#### Your task
Lay out the lines of the records below as a JSON list of strings, one string per line and blank lines omitted, taking everything from the line containing "Spot the tree" down to the line containing "[[117, 76]]", with both of those lines included.

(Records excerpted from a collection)

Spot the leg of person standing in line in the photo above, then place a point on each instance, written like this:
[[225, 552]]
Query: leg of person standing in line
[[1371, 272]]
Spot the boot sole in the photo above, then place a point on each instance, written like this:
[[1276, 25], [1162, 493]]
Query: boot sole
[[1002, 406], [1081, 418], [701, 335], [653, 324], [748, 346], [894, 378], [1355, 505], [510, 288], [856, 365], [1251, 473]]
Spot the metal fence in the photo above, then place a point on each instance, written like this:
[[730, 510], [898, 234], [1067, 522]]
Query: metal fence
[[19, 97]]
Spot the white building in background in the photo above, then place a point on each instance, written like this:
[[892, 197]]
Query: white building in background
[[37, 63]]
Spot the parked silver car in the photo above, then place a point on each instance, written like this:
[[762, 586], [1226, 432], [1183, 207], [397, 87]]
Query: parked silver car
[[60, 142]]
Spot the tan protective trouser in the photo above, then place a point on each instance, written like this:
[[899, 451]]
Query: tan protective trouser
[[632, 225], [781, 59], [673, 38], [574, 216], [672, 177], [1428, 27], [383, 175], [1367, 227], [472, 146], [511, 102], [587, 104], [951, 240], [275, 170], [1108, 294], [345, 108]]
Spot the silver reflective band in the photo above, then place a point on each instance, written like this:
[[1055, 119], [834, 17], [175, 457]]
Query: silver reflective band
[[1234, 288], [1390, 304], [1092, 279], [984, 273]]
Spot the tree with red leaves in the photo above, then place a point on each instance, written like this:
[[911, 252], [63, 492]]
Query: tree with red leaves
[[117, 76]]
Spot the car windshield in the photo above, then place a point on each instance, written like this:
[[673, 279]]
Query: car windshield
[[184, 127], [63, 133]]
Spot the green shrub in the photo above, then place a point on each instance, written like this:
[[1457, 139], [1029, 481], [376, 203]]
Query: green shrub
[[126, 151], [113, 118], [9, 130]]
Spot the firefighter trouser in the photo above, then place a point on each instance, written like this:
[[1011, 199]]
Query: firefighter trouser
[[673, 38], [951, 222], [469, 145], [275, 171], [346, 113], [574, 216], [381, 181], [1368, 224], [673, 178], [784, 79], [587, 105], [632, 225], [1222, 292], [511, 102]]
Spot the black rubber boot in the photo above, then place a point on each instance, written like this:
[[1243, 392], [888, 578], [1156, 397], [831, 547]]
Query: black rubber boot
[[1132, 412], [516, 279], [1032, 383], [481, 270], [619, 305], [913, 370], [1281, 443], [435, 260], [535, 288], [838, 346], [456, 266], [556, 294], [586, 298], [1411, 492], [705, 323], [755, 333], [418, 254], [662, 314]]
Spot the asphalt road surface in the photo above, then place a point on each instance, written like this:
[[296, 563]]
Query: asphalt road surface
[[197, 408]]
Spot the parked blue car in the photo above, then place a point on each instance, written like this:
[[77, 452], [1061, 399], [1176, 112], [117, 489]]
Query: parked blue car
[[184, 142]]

* * *

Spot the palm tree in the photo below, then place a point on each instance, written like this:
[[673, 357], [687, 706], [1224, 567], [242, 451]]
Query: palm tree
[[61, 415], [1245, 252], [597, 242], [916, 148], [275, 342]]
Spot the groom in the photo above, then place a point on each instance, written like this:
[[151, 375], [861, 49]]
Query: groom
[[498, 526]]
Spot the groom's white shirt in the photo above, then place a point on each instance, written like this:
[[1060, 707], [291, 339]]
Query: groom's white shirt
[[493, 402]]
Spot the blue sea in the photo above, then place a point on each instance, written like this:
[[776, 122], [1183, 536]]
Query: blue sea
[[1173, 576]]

==

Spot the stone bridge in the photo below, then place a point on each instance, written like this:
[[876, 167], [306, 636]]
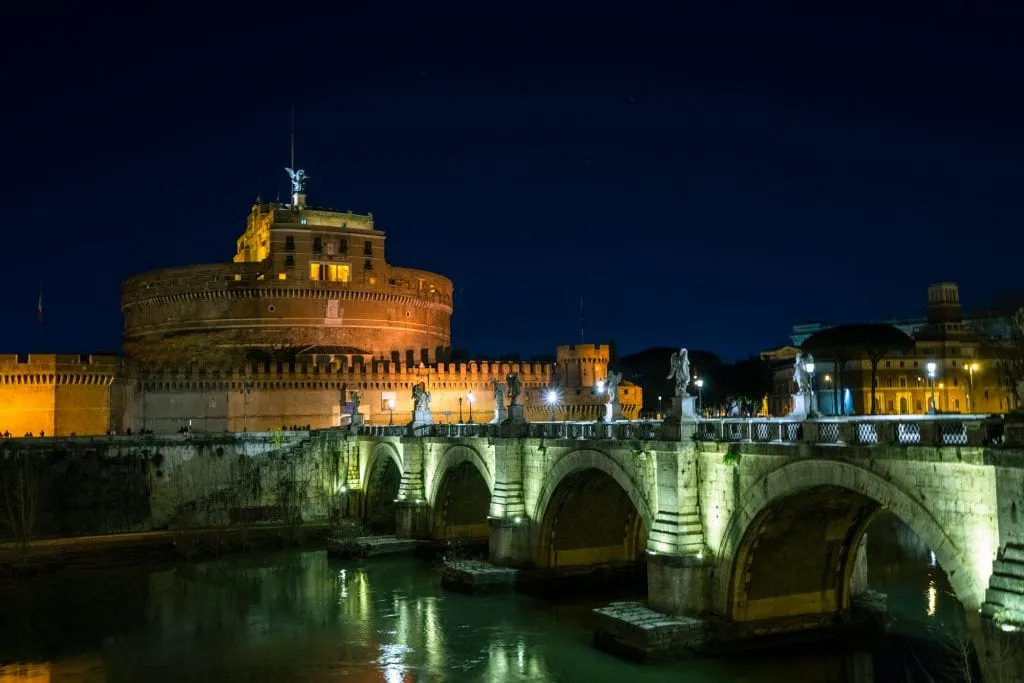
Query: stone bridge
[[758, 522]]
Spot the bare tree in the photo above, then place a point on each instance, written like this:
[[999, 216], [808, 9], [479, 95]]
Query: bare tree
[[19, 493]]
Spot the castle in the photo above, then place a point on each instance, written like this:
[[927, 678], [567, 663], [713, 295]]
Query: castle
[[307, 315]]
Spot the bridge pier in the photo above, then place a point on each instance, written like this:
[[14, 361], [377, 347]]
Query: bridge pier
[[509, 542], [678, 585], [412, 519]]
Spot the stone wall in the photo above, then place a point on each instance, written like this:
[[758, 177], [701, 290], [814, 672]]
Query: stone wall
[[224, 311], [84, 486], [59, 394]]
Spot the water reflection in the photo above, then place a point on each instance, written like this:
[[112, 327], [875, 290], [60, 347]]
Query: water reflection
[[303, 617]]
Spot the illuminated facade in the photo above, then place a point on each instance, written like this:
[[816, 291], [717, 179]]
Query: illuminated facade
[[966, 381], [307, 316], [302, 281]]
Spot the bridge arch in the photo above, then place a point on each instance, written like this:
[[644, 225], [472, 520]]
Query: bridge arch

#### Answer to the exercise
[
  "Spot the tree with red leaves in the photo above, then place a point on each instance, written like this:",
  "[[911, 252], [63, 492]]",
  "Query: tree with red leaves",
  "[[117, 76]]"
]